═══ Supplied material

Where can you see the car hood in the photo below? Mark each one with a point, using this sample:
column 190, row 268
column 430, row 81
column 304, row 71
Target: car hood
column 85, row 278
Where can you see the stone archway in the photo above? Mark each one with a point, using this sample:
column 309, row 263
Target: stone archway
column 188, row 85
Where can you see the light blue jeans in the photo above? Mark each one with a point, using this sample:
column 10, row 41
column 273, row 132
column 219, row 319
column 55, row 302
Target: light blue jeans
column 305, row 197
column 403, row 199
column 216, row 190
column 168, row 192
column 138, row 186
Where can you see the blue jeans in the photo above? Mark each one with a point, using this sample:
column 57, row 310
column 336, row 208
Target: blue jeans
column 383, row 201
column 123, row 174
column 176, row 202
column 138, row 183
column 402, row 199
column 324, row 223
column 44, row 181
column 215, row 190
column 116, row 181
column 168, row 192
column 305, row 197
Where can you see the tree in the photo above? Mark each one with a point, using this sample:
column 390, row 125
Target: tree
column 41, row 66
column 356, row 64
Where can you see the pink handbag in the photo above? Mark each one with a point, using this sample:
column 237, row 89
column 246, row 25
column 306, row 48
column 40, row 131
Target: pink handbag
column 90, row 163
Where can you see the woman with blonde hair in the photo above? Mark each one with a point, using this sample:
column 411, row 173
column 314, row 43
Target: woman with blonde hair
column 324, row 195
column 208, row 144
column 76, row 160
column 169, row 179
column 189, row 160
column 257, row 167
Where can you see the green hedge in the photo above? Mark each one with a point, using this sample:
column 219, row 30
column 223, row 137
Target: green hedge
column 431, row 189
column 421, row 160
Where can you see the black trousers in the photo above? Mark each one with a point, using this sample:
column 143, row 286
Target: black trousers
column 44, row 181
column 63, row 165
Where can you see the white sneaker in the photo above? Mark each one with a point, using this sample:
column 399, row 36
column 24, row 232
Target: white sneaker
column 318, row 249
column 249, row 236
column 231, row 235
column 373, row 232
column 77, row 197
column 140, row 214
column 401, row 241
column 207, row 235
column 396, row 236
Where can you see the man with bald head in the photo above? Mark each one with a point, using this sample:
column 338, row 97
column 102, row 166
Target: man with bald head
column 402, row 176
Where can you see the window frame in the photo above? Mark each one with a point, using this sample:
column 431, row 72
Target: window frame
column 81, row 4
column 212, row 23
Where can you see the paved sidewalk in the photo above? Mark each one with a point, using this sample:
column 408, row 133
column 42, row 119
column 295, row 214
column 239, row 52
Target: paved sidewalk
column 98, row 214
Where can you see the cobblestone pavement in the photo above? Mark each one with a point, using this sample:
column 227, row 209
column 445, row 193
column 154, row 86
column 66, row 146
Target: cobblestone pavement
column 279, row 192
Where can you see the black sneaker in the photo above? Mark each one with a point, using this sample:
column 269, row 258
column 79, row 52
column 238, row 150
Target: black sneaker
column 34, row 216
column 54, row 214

══════

Exercise: Of all the entries above, output exactly the lines between the one holding "Where can you see the black trousers" and the one holding "column 24, row 232", inclusive.

Task answer:
Where can you see the black trousers in the photo above? Mark each one with a point, using this sample:
column 143, row 286
Target: black trousers
column 44, row 181
column 63, row 165
Where can you see the white sneaker in the photo above? Mark each one with a point, using this sample:
column 399, row 36
column 24, row 232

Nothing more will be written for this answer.